* _Stated problem 1_
In the excerpt about Ferguson's letter on Keynes, what was the subject of Ferguson's very first book?
— Start Selected excerpt —
Critical wounds run deep, however. In response to a lot of online discourse that noted his prior observations on Keynes's sexual orientation, Ferguson penned an open letter in the Harvard Crimson. Some highlights:
I was duly attacked for my remarks and offered an immediate and unqualified apology. But this did not suffice for some critics, who insisted that I was guilty not just of stupidity but also of homophobia. I have no doubt that at least some students were influenced by these allegations. Nobody would want to study with a bigot. I therefore owe it to students—former and prospective—to make it unambiguously clear that I am no such thing.
To be accused of prejudice is one of the occupational hazards of public life nowadays.…
Not for one moment did I mean to suggest that Keynesian economics as a body of thought was simply a function of Keynes’ sexuality. But nor can it be true—as some of my critics apparently believe—that his sexuality is totally irrelevant to our historical understanding of the man. My very first book dealt with the German hyperinflation of 1923, a historical calamity in which Keynes played a minor but important role. In that particular context, Keynes’ sexual orientation did have historical significance. The strong attraction he felt for the German banker Carl Melchior undoubtedly played a part in shaping Keynes’ views on the Treaty of Versailles and its aftermath.…
What the self-appointed speech police of the blogosphere forget is that to err occasionally is an integral part of the learning process. And one of the things I learnt from my stupidity last week is that those who seek to demonize error, rather than forgive it, are among the most insidious enemies of academic freedom.
Now there are two things going on here. First, to what extent does a person's biography affect his or her role in history? And second, just who are these "self-appointed speech police of the blogosphere"?
Ferguson is correct on the first point in general, though I'm not so sure about this particular instance. I'm in the middle of Jeremy Adelman's magisterial biography Worldly Philosopher: The Odyssey of Albert O. Hirschman, for example. One would be hard-pressed to suggest that Hirschman wrote what he wrote about without paying some attention to his life story. So it is entirely appropriate for a historian to talk about Keynes's personal background in trying to suss out why he argued what he argued.
The thing is, Ferguson keeps eliding important details when he talks about the effect of Keynes's sexual preferences on his policy pronouncements. Take the claim that Keynes's attraction to Melchior affected his views on Versailles. Eric Rauchway points out some additional facts not in evidence:
Keynes made early calculations for what Germany should pay in reparations in October, 1918. In “Notes on an Indemnity,” he presented two sets of figures – one “without crushing Germany” and one “with crushing Germany”. He objected to crushing Germany because seeking to extract too much from the enemy would “defeat its object by leading to a condition in which the allies would have to give [Germany] a loan to save her from starvation and general anarchy.” As he put in a revised version of the same memorandum, “If Germany is to be ‘milked’, she must not first of all be ruined.”
— End Selected excerpt —
— Start Provided entries —
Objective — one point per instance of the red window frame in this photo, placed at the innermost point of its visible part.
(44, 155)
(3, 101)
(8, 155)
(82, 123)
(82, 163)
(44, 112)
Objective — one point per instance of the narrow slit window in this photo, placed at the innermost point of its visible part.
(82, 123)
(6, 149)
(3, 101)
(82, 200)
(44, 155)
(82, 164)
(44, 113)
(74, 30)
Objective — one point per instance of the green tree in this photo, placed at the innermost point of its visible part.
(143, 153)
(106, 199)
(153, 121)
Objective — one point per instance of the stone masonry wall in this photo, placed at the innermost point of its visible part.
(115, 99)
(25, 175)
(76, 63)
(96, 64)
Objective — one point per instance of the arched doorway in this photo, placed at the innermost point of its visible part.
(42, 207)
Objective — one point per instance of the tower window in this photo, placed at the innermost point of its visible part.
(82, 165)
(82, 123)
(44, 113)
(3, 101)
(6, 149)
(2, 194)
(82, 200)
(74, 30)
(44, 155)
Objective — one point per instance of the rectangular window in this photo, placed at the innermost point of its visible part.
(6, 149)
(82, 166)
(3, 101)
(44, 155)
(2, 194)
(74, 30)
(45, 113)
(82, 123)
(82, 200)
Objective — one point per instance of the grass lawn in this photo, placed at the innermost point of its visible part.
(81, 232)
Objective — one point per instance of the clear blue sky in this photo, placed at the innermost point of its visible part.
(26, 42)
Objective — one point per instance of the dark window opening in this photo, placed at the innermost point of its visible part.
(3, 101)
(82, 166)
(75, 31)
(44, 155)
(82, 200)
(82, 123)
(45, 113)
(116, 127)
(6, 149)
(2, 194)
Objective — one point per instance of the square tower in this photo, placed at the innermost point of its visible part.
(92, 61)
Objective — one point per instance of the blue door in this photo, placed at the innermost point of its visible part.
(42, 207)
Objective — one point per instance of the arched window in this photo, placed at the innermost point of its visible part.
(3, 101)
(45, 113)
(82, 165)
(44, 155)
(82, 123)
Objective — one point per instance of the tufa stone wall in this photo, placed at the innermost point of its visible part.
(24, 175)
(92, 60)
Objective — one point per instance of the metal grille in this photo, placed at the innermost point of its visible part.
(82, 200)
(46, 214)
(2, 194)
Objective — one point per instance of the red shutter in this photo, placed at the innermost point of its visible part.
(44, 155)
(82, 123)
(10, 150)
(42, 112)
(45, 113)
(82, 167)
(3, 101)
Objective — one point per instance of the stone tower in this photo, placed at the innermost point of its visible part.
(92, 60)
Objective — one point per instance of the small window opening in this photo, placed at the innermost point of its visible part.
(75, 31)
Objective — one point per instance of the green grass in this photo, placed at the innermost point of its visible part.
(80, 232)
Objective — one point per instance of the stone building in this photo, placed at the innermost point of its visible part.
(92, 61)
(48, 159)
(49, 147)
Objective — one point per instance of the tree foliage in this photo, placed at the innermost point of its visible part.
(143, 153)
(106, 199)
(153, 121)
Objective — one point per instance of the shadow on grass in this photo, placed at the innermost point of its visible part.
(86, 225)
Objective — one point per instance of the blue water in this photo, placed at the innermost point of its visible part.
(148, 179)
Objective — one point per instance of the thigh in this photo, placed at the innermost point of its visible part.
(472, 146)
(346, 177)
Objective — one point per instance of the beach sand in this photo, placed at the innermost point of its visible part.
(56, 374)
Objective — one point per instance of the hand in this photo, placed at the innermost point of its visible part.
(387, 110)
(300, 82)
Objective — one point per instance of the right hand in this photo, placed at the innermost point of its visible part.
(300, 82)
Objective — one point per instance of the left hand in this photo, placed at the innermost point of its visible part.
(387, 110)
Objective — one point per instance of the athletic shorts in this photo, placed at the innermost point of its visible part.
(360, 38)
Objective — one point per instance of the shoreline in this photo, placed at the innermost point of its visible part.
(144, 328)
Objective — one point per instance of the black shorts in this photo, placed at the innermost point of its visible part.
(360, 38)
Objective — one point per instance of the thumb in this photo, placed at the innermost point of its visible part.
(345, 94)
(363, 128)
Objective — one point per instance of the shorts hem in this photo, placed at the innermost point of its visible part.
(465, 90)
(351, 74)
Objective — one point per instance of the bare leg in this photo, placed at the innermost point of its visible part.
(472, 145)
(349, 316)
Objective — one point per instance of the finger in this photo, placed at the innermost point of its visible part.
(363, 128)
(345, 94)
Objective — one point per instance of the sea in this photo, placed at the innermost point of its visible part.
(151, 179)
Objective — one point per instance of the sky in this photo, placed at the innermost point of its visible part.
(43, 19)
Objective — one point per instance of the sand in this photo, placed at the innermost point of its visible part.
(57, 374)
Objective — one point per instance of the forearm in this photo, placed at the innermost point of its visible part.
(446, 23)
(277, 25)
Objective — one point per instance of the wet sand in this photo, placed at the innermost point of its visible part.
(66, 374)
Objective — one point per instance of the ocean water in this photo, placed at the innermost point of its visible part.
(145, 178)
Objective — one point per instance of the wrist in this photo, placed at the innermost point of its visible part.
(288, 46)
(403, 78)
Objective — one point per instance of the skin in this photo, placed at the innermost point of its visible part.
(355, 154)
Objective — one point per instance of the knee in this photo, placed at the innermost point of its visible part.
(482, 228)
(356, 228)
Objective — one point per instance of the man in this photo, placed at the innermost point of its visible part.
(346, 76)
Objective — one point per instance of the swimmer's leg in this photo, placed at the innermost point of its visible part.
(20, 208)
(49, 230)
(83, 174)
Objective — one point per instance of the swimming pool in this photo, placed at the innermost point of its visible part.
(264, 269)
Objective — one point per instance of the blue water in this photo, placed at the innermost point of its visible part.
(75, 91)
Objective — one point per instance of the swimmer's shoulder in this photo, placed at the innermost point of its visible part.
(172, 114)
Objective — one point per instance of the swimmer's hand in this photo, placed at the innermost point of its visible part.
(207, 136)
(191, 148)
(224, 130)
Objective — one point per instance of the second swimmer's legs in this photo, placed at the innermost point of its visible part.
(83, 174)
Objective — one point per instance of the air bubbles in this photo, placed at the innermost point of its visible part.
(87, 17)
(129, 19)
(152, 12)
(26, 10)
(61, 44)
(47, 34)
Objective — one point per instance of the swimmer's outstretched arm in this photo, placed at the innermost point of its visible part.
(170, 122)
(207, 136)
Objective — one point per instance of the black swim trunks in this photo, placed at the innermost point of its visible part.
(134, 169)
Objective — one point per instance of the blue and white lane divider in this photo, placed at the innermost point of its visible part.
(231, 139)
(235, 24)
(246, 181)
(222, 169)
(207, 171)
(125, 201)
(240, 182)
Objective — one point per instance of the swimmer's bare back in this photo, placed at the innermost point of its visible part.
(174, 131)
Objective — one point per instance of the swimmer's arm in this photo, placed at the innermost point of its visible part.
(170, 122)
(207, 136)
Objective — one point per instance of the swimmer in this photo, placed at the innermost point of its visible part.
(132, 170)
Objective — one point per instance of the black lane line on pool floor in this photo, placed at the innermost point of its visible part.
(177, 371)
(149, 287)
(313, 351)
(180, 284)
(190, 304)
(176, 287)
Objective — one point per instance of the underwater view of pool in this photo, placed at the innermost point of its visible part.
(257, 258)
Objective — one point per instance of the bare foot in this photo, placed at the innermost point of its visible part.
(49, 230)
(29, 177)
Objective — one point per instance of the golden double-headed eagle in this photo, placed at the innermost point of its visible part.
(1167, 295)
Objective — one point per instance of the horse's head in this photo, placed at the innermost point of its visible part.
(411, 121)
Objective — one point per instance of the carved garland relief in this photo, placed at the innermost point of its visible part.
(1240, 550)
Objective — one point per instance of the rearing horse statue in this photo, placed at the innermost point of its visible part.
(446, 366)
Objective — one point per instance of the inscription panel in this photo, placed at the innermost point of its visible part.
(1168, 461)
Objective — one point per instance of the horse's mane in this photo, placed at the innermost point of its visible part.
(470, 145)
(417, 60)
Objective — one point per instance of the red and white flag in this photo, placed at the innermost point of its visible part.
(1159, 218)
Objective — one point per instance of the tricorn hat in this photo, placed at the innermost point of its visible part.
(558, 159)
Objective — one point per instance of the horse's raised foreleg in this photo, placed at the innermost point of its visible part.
— End Provided entries —
* _Stated problem 2_
Show each line of the records that contains the string "tower", taking case into account.

* _Written response 1_
The German hyperinflation of 1923.

* _Written response 2_
Objective — one point per instance of the tower window in this photo, placed at the innermost point of its visible part.
Objective — one point per instance of the square tower in this photo, placed at the innermost point of its visible part.
Objective — one point per instance of the stone tower in this photo, placed at the innermost point of its visible part.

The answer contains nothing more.